Natural language region descriptions:

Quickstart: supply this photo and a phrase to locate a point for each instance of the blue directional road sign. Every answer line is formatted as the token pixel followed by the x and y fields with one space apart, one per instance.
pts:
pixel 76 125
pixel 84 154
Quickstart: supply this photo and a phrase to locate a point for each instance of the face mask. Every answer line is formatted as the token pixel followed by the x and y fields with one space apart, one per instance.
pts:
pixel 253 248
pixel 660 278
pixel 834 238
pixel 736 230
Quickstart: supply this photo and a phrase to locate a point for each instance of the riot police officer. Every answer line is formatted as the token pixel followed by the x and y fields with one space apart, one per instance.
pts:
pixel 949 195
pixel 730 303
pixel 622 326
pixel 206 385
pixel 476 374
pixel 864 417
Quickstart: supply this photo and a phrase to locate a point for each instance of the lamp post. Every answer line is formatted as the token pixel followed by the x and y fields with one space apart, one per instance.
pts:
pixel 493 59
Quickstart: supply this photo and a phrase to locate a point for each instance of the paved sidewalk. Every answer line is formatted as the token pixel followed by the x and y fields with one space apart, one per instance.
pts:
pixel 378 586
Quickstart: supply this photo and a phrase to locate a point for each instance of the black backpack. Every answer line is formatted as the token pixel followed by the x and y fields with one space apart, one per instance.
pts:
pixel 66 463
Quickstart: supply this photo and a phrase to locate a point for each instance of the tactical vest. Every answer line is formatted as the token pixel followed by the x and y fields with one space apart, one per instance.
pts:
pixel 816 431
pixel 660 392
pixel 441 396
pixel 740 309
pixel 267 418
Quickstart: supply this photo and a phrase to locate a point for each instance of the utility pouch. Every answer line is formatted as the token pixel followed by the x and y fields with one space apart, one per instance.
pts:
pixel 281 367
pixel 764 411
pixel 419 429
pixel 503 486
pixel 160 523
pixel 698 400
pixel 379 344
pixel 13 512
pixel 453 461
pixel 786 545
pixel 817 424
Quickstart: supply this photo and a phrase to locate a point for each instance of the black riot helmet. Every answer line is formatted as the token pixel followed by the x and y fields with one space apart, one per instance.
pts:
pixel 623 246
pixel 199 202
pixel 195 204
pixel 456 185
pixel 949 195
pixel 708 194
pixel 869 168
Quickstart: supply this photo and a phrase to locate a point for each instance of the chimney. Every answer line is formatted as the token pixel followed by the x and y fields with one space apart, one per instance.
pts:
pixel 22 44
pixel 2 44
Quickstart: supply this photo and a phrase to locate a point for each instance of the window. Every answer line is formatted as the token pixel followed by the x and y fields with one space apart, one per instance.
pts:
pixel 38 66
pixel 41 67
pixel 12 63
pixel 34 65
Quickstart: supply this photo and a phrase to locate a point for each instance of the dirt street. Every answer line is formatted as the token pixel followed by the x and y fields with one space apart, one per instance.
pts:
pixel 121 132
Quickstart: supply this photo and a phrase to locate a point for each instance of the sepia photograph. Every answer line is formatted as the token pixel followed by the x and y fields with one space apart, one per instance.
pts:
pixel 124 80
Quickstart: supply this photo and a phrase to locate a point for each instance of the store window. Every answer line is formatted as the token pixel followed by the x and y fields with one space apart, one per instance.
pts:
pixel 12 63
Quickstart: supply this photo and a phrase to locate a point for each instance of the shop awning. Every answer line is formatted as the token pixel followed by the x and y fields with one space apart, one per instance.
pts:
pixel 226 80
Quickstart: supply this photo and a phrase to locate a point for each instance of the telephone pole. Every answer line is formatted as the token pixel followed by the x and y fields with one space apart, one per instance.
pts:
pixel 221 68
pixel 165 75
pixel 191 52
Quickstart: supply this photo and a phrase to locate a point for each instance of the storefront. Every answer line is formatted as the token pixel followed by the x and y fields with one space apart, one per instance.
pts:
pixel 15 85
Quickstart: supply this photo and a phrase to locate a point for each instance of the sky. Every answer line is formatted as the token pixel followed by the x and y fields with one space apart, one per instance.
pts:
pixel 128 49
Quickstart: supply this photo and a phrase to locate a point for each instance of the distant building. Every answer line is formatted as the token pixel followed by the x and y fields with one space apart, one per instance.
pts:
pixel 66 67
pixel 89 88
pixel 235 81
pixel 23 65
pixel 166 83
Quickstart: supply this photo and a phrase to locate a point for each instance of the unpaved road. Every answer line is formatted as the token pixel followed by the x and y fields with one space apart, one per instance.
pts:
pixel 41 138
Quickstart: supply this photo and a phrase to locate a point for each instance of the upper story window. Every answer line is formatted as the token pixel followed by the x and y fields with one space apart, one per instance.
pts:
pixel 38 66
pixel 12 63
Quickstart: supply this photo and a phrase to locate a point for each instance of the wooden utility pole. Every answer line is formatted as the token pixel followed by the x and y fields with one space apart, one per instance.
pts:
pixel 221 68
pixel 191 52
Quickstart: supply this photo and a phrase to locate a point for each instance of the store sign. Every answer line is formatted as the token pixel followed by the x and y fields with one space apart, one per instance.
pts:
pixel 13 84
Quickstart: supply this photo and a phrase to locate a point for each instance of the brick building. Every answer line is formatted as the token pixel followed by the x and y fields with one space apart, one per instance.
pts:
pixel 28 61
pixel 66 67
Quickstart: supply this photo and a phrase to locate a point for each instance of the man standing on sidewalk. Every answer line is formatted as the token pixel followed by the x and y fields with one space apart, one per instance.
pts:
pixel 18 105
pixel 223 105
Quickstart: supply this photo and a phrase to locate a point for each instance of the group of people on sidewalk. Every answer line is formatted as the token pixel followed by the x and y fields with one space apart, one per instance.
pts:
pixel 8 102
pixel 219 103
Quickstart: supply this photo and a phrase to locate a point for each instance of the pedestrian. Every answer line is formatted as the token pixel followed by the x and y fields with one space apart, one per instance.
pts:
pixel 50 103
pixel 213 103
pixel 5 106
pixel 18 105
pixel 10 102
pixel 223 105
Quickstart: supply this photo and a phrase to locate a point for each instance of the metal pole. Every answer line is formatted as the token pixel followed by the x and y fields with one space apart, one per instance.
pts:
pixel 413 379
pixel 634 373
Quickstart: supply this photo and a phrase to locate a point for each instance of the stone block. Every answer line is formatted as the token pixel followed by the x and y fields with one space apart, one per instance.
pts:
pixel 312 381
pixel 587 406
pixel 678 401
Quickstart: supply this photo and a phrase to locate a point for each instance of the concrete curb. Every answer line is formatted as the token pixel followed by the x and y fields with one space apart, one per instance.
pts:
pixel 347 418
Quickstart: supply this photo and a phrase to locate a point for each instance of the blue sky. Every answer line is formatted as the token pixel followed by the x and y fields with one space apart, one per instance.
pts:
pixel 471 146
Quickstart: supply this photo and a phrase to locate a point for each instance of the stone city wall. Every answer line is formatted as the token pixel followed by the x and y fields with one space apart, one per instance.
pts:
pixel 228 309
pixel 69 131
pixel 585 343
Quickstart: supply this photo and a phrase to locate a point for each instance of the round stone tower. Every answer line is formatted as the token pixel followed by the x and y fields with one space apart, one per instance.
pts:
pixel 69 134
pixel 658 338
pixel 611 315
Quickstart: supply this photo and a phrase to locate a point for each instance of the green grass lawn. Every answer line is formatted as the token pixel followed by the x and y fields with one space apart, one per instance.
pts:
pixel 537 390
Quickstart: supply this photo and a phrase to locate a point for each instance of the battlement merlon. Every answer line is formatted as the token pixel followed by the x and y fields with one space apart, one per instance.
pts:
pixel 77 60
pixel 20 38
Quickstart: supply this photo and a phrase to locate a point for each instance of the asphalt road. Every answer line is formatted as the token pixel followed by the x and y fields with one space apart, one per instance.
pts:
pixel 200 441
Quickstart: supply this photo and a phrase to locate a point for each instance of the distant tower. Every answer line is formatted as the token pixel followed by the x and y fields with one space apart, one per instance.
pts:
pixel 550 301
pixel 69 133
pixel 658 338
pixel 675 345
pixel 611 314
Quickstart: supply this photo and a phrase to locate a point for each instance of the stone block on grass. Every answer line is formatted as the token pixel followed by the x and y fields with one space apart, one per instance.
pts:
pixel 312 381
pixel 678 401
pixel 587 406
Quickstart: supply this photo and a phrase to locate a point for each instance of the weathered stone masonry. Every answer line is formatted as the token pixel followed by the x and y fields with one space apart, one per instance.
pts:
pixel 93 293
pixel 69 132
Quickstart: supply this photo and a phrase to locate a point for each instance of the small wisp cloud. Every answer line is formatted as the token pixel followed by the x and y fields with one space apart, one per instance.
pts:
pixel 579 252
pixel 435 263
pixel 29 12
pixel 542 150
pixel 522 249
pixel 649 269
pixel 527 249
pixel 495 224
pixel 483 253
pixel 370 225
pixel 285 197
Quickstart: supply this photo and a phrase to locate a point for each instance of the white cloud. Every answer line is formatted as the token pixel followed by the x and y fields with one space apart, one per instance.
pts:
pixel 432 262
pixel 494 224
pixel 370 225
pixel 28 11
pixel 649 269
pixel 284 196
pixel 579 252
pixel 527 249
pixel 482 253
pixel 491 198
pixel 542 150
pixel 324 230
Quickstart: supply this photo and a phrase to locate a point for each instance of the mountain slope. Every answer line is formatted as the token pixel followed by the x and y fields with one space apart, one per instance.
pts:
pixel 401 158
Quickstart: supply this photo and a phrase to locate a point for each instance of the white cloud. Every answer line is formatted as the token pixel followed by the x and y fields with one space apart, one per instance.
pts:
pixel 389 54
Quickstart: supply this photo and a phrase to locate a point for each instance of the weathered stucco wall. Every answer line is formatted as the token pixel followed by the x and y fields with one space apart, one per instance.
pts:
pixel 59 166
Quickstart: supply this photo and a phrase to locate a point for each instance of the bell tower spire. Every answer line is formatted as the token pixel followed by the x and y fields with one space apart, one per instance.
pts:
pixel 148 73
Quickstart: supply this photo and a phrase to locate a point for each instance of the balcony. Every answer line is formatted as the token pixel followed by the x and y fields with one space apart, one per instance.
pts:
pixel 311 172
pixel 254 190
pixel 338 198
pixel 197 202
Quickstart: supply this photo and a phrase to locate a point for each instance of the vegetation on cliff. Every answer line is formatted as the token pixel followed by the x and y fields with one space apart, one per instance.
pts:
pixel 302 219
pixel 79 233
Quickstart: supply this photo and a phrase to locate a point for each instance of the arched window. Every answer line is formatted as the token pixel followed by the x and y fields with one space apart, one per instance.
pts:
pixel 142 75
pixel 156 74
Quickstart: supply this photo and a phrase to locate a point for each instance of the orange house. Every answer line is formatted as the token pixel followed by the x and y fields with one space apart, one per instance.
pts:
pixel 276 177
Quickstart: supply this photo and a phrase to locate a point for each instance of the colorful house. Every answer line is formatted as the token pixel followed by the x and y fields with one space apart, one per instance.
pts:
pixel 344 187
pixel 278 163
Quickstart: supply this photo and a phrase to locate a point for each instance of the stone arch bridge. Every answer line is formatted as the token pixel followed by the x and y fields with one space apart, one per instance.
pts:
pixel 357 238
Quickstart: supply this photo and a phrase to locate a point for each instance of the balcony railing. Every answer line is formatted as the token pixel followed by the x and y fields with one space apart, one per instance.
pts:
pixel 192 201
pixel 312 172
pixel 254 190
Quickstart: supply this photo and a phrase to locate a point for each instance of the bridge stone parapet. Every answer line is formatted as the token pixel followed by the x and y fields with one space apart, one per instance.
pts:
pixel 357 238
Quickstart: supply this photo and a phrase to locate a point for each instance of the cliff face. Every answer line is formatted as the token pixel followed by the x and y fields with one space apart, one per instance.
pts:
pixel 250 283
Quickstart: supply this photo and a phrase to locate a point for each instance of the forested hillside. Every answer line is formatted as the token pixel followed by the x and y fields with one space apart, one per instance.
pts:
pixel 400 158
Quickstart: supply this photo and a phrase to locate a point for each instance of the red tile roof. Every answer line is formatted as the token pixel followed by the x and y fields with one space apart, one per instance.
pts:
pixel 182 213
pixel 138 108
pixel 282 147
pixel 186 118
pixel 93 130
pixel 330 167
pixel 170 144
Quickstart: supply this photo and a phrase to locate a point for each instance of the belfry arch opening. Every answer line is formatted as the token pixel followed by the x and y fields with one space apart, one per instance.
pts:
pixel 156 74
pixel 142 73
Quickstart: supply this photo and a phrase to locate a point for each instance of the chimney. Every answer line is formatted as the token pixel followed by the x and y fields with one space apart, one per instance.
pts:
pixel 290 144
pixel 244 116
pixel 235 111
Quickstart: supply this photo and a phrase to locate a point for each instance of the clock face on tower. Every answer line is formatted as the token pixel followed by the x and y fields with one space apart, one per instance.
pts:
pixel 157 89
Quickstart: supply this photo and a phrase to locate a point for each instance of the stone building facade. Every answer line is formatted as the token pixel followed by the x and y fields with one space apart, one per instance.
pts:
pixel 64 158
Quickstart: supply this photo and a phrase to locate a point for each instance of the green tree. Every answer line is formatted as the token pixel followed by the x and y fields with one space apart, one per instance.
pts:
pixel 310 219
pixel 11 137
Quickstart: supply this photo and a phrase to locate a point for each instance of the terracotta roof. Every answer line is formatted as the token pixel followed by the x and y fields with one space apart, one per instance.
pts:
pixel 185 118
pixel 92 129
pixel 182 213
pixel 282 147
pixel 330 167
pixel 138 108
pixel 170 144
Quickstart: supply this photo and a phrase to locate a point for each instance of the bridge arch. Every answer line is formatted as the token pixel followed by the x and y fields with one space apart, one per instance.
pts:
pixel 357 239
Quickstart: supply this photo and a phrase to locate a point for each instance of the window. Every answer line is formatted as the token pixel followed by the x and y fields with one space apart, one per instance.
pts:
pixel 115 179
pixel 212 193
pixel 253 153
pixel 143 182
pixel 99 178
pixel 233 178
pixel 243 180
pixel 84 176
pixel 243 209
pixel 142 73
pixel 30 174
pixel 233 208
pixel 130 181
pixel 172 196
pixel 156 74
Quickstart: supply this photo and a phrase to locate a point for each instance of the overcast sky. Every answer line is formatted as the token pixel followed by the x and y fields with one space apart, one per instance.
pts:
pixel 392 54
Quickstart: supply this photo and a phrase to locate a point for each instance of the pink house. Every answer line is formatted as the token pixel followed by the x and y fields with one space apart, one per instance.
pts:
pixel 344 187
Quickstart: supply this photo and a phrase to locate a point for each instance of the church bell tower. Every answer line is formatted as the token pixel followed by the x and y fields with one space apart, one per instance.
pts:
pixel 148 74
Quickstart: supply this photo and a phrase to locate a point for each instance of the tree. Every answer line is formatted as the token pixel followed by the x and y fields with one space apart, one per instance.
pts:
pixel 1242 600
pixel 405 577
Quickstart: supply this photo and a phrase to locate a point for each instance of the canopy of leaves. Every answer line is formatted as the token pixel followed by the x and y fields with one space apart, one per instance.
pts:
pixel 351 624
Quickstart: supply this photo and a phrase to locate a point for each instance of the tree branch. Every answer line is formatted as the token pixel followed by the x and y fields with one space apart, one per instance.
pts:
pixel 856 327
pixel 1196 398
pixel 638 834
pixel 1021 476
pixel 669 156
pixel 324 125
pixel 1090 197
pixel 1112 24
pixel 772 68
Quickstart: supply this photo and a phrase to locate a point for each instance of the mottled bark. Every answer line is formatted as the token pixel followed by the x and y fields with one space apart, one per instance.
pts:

▸ **Required work**:
Give back, word for word, only the lines above from the line holding "the black backpack." to the line holding "of the utility", both included.

▸ **Output for this task**:
Quickstart: supply this photo and a phrase to locate a point for each instance of the black backpack. Every answer line is formatted as the token pixel followed by the x and y fields with one space apart, one per instance.
pts:
pixel 66 463
Quickstart: supply this photo and a phrase to locate a point for each instance of the tactical vest. Every answer line is formatted as the token pixel followed by the x and y fields with one space apart, one per instance.
pts:
pixel 816 431
pixel 660 392
pixel 441 396
pixel 740 309
pixel 267 418
Quickstart: supply this photo and a phrase to locate a point for each instance of the utility pouch. Every answer line is formatted as the token pixel followed by the x and y fields with one space apart, one per instance.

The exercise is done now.